TEKS ACUAN
####

Keteladanan Memelihara Lingkungan

>> Jumat, Agustus 22, 2008

Indonesiaku yang permai kaya akan etika dan estetika alam nan artistik dan damai. Indonesiaku yang permai menampilkan semburat warna-warni yang cerah, elegan, dan menawan hati. Sejauh mata memandang, Indonesiaku selalu menampakkan senyumnya. Redup dalam balutan mayapada biru yang membentang luas ke angkasa raya. Fenomena alamnya mampu menyihir pelancong asing untuk –sedikitnya- merenggangkan urat-urat nadi yang tegang.


Berbagai karunia Sang Khalik berwujud satu dan melestari di negeri ini. Negeri yang kaya akan puspa dan satwa. Melimpah dari bumi, udara dan lautnya. Hutan tropisnya memiliki lebih dari 70 persen jenis tumbuhan dan satwa. Ia juga pernah diketahui memiliki 515 jenis mamalia. Sebanyak 397 jenis burung sembaran terbang di langitnya. Lautnyapun dihiasi terumbu karang dengan berbagai macam ikan yang melimpah ruah.

Tetapi sayang seribu sayang, kekayaannya tiap hari kian terkuras, alamnya mulai tercemar, flora dan faunanya sedikit demi sedikit mulai punah. Negeri ini berkali-kali diberitakan seakan segera hancur. Segala pujian atas keindahannya tak terdengar lagi. Prestasinya di mata dunia lambat laun meluntur. Dunia meyakininya sebagai salah satu negara penyumbang kepunahan keanekaragaman hayati. PBB pun menyinggungnya sebagai negara terbesar keempat pembuang emisi gas rumah kaca (Greenhouse Gas/GHG) di dunia, tak kurang menyedihkannya, Indonesia telah dicurigai sebagai negara ketiga penyebab global warning saat ini.

Dunia kita akhir-akhir ini tengah disibukkan dengan perubahan iklim yang semakin tak menentu. Prakiraan cuaca semakin sulit diprediksikan. Tanda-tanda global warming ini telah begitu menakutkan. Tak pelak, kehidupan agraria Indonesia pun ikut terganggu, tetapi ironinya, di tengah kesulitan yang menimpa, negara ini malah rela dijadikan toilet karbon negara-negara maju.

Islam dan Keteladanan

Fenomena-fenomena miris di atas akan kontraproduktif jika dilihat dari kacamata apapun, khususnya perspektif agama. Agama dengan tegas mengecam segala bentuk perusakan, penyelewengan dan berlebihan. Islam sendiri sebagai agama dengan penganut terbanyak di negara ini jauh-jauh hari telah menegaskan kepeduliannya terhadap lingkungan dalam ayat-ayatnya. Salah satunya adalah perintah pada kaum muslimin agar bersikap proporsional terhadap apapun. Sebagaimana telah tertuang dalam al-Quran surat al-A’râf ayat 13: “Maka makanlah dan minumlah, dan jangan berlebihan. Sesungguhnya Allah tidak suka terhadap orang-orang yang suka berlebihan.” Di tengah keadaan serba paceklik seperti saat ini hendaknya seorang muslim senantiasa mengambil hikmah dan pelajaran dari setiap peristiwa.

####

DATA MASUKAN
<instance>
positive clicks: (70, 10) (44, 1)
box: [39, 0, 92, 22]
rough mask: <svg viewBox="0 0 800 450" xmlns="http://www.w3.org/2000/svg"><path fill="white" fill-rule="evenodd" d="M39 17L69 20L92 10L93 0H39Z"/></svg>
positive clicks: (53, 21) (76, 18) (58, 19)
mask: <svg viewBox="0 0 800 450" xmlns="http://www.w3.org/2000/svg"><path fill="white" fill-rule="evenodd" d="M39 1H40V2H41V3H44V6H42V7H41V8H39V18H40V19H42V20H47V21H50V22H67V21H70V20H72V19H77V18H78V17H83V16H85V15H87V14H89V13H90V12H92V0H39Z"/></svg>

####

DAFTAR TUGAS
**A)** Menurut teks tentang keteladanan memelihara lingkungan, berapa jenis mamalia yang pernah diketahui dimiliki Indonesia?
**B)** Ubah baris-baris dalam entri, mulai dari baris yang memuat "rough mask: <svg" sampai baris yang memuat "positive clicks: (53, 21) (76, 18) (58, 19)" (kedua baris itu ikut), menjadi tabel Markdown dengan kolom No dan Baris. Lewati baris kosong.

JAWABAN
**A)** 515 jenis mamalia.

**B)**
| No | Baris |
|---|---|
| 1 | rough mask: <svg viewBox="0 0 800 450" xmlns="http://www.w3.org/2000/svg"><path fill="white" fill-rule="evenodd" d="M39 17L69 20L92 10L93 0H39Z"/></svg> |
| 2 | positive clicks: (53, 21) (76, 18) (58, 19) |